Return only the line that contains "Tag every instance of the asphalt" and each line after it, through the last line of the data below, copied exactly.

[Start of section]

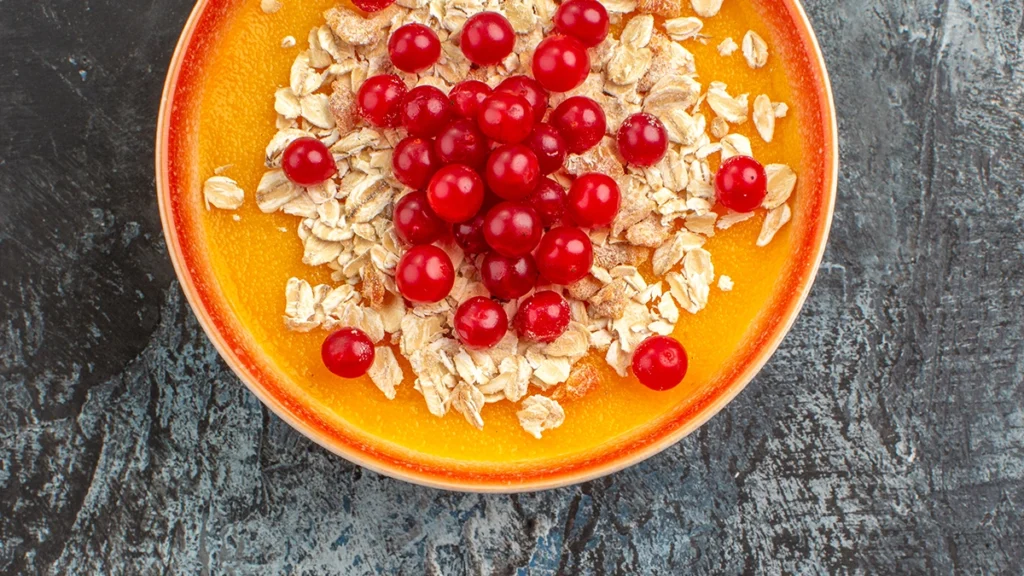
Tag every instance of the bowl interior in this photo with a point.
(179, 176)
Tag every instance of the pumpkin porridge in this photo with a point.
(481, 231)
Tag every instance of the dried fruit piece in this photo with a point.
(539, 414)
(707, 8)
(222, 193)
(755, 49)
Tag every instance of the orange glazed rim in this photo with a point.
(176, 135)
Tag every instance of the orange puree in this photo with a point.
(253, 258)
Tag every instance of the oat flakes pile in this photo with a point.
(666, 213)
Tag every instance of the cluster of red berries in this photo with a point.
(478, 160)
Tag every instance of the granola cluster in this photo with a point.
(666, 217)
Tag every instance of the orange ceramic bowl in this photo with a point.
(178, 182)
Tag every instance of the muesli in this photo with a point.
(489, 182)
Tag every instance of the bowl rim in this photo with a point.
(468, 482)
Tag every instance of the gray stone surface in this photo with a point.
(887, 435)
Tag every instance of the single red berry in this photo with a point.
(549, 201)
(414, 161)
(462, 142)
(581, 121)
(469, 235)
(511, 229)
(456, 193)
(505, 117)
(549, 147)
(425, 274)
(659, 363)
(587, 21)
(593, 200)
(480, 323)
(372, 5)
(487, 38)
(347, 353)
(530, 90)
(642, 139)
(426, 111)
(512, 171)
(543, 317)
(560, 63)
(414, 47)
(415, 220)
(467, 95)
(508, 278)
(564, 255)
(741, 183)
(307, 161)
(380, 100)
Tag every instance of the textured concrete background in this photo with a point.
(887, 435)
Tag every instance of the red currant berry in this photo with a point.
(741, 183)
(347, 353)
(462, 142)
(581, 121)
(415, 220)
(543, 317)
(414, 161)
(508, 278)
(549, 147)
(307, 162)
(414, 47)
(467, 95)
(560, 63)
(505, 117)
(593, 200)
(587, 21)
(564, 255)
(456, 193)
(512, 171)
(549, 201)
(469, 236)
(511, 229)
(372, 5)
(530, 90)
(425, 274)
(642, 139)
(380, 100)
(487, 38)
(659, 363)
(480, 323)
(426, 111)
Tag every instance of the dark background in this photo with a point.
(886, 436)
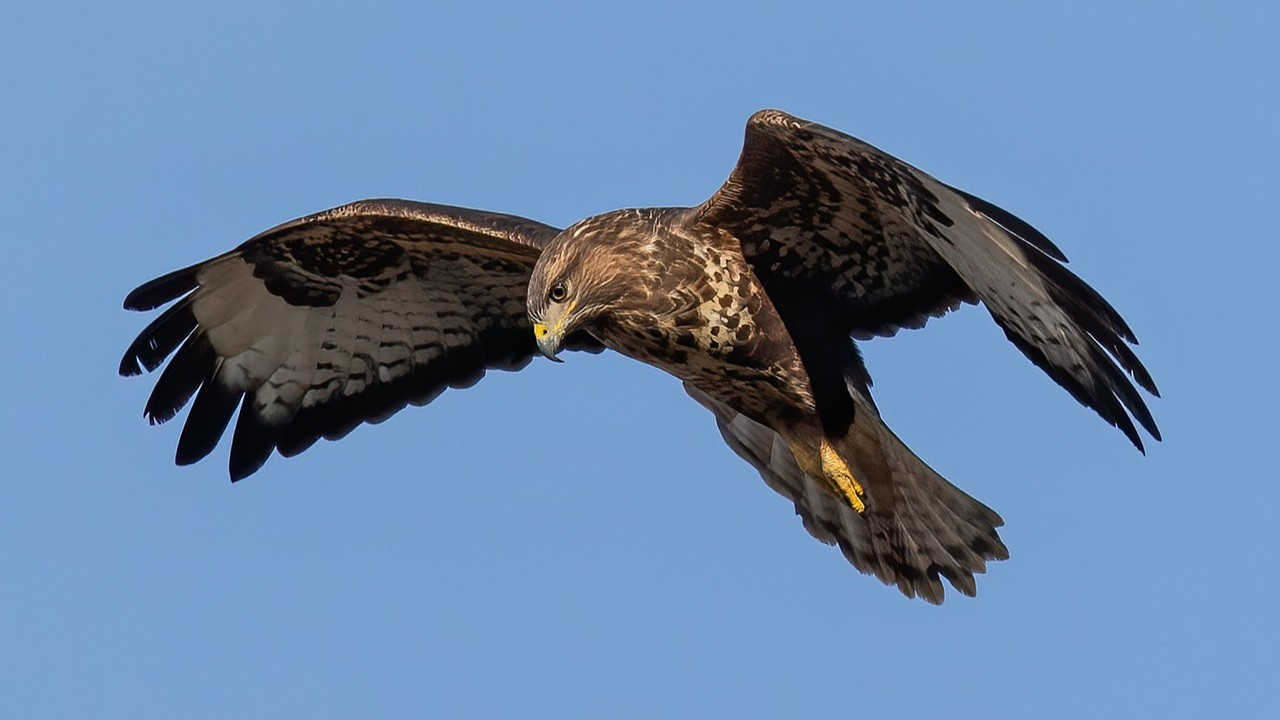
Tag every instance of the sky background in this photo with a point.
(575, 541)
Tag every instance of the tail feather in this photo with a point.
(918, 528)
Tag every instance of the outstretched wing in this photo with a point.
(334, 319)
(882, 245)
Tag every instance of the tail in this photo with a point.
(917, 529)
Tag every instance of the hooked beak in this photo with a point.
(548, 342)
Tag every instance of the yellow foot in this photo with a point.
(841, 478)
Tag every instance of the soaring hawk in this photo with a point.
(753, 299)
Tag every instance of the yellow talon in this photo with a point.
(841, 478)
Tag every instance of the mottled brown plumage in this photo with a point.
(752, 299)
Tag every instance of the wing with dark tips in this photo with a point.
(334, 319)
(883, 245)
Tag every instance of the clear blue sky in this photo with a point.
(575, 541)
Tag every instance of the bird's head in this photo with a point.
(580, 278)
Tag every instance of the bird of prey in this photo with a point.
(753, 299)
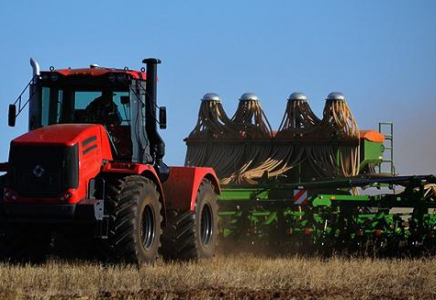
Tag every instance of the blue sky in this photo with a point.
(380, 54)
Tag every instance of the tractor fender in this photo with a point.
(147, 171)
(4, 167)
(182, 186)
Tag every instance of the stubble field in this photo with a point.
(225, 277)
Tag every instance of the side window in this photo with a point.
(51, 106)
(81, 100)
(121, 99)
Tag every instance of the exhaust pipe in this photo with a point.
(157, 144)
(35, 67)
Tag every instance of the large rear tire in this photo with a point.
(134, 220)
(192, 235)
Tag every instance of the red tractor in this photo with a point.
(89, 174)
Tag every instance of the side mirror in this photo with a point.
(12, 115)
(162, 117)
(125, 100)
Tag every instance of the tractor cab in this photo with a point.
(118, 99)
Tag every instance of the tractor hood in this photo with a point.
(62, 134)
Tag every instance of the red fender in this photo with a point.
(182, 186)
(3, 167)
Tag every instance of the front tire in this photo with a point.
(134, 220)
(193, 235)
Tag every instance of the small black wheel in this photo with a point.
(191, 235)
(135, 220)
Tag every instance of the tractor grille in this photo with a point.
(43, 171)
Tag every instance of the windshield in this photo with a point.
(106, 107)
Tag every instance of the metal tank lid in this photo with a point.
(297, 96)
(249, 97)
(336, 96)
(211, 97)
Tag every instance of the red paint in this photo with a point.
(182, 186)
(95, 72)
(3, 167)
(60, 134)
(68, 135)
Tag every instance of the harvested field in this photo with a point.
(230, 277)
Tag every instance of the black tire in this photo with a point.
(22, 244)
(192, 235)
(135, 218)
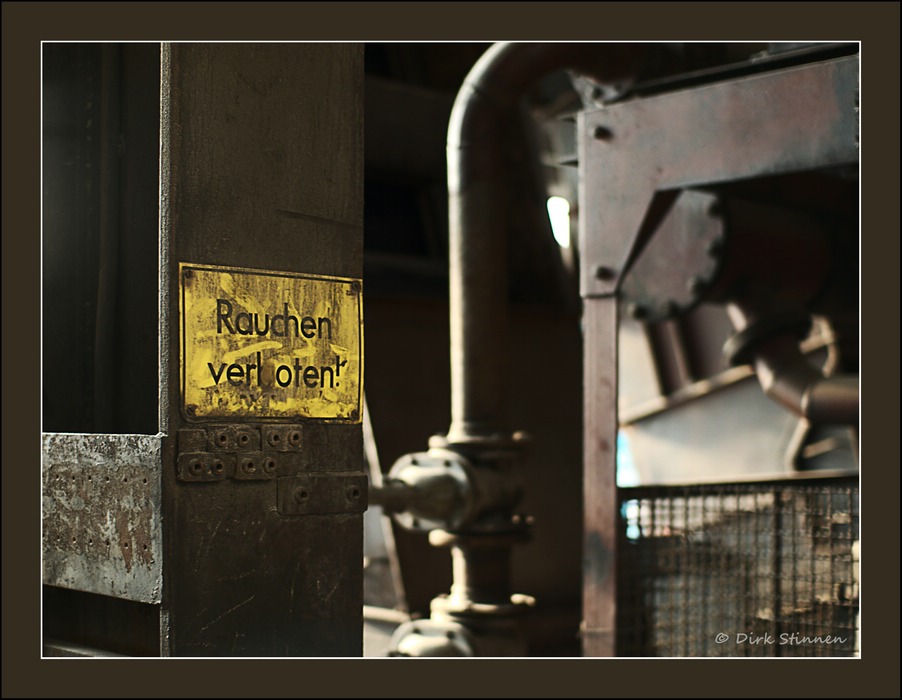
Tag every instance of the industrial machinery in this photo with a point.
(653, 429)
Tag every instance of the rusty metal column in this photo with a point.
(600, 477)
(261, 349)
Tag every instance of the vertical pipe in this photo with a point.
(478, 202)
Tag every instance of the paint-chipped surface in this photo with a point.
(101, 514)
(269, 344)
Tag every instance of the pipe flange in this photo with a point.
(740, 349)
(451, 606)
(439, 490)
(421, 638)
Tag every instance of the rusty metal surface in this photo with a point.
(679, 262)
(101, 514)
(322, 494)
(600, 478)
(796, 119)
(262, 169)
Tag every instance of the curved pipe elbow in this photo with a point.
(478, 159)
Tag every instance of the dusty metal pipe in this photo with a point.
(786, 375)
(478, 201)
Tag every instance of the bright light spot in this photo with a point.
(559, 214)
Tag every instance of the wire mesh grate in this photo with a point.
(749, 569)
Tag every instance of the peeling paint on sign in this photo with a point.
(269, 345)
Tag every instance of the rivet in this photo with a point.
(636, 311)
(604, 273)
(696, 285)
(602, 133)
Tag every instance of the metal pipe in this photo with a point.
(787, 377)
(478, 203)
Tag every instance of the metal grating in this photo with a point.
(748, 569)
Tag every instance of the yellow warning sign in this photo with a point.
(269, 345)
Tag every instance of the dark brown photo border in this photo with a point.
(25, 25)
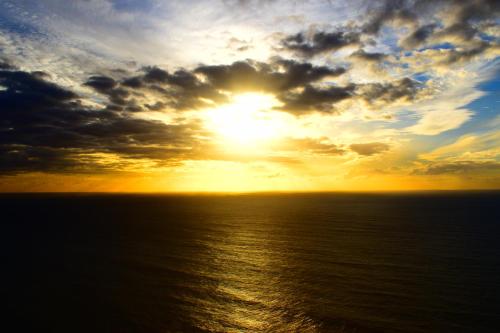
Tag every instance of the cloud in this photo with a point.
(320, 42)
(318, 146)
(368, 149)
(438, 121)
(404, 89)
(418, 37)
(44, 127)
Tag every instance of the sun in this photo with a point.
(247, 120)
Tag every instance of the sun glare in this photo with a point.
(247, 120)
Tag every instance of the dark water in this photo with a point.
(252, 263)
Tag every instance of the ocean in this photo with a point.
(333, 262)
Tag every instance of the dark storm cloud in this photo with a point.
(418, 36)
(460, 167)
(279, 76)
(368, 56)
(368, 149)
(44, 127)
(320, 42)
(390, 11)
(193, 89)
(109, 87)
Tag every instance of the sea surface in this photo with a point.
(418, 262)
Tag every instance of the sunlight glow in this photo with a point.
(247, 120)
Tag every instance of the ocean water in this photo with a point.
(421, 262)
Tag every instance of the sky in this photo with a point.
(243, 96)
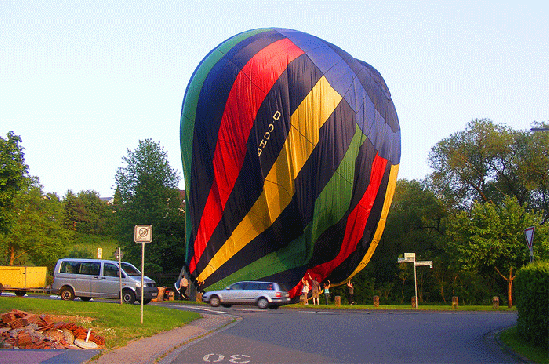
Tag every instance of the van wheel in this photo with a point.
(214, 301)
(262, 303)
(66, 294)
(128, 296)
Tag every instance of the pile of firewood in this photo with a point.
(23, 330)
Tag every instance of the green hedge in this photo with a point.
(532, 293)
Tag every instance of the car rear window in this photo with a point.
(252, 286)
(266, 286)
(69, 267)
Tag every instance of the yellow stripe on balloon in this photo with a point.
(391, 185)
(278, 190)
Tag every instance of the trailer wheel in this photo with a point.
(66, 294)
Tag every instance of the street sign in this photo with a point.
(411, 256)
(427, 262)
(530, 241)
(142, 233)
(529, 236)
(118, 255)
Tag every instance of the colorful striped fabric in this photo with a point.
(290, 151)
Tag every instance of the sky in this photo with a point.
(83, 81)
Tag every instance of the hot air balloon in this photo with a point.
(290, 151)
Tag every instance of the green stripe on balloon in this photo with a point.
(338, 191)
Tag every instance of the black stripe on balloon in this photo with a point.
(374, 85)
(325, 250)
(209, 111)
(335, 137)
(288, 92)
(349, 265)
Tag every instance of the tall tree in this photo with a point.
(487, 162)
(13, 176)
(147, 194)
(490, 239)
(416, 223)
(86, 213)
(37, 236)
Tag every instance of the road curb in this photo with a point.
(169, 356)
(493, 340)
(159, 347)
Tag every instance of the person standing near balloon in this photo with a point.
(326, 286)
(305, 291)
(315, 290)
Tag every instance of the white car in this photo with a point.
(262, 294)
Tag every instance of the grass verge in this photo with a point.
(513, 340)
(118, 324)
(403, 307)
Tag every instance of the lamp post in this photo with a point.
(411, 258)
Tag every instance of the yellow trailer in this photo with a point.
(22, 279)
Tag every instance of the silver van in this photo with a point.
(97, 278)
(262, 294)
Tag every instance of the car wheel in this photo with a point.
(262, 303)
(128, 296)
(214, 301)
(66, 294)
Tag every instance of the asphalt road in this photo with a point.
(305, 336)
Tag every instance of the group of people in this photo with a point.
(314, 289)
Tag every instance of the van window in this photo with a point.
(90, 268)
(266, 286)
(130, 269)
(69, 267)
(110, 270)
(252, 286)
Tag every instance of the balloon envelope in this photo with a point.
(290, 151)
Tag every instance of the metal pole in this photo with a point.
(415, 282)
(142, 274)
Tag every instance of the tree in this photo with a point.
(37, 236)
(147, 194)
(416, 223)
(487, 162)
(86, 213)
(13, 176)
(490, 239)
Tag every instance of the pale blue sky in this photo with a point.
(83, 81)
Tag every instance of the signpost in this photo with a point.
(411, 258)
(530, 241)
(142, 234)
(118, 255)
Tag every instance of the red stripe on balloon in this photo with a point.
(356, 223)
(250, 88)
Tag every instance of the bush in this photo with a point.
(532, 292)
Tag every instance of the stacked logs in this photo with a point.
(23, 330)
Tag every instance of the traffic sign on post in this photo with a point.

[End of section]

Exercise result:
Tag every instance of the asphalt road in this photo with a point.
(305, 336)
Tag every instance of the group of people in this photo with a point.
(314, 289)
Tag every instance of the van window in this photo with a point.
(90, 268)
(266, 286)
(130, 269)
(69, 267)
(110, 270)
(252, 286)
Tag every instance of the balloon envelope in this photo with a point.
(290, 151)
Tag every instance of the metal pole in this photo with a point.
(415, 282)
(142, 274)
Tag every instance of the tree in this photo with a point.
(37, 236)
(147, 194)
(416, 223)
(487, 162)
(86, 213)
(13, 176)
(490, 239)
Tag every instance of the pale blue sky in this photo with a point.
(83, 81)
Tag every instance of the signpost in this photo with a point.
(411, 258)
(530, 241)
(142, 234)
(118, 255)
Tag every instance of the red stripe on balloon in this photo with a point.
(356, 223)
(250, 88)
Tag every instance of the bush in this photo with a point.
(532, 292)
Tag every instance of the stacked logs in this photo with a point.
(23, 330)
Tag every instance of the traffic sign on post in this photo with a point.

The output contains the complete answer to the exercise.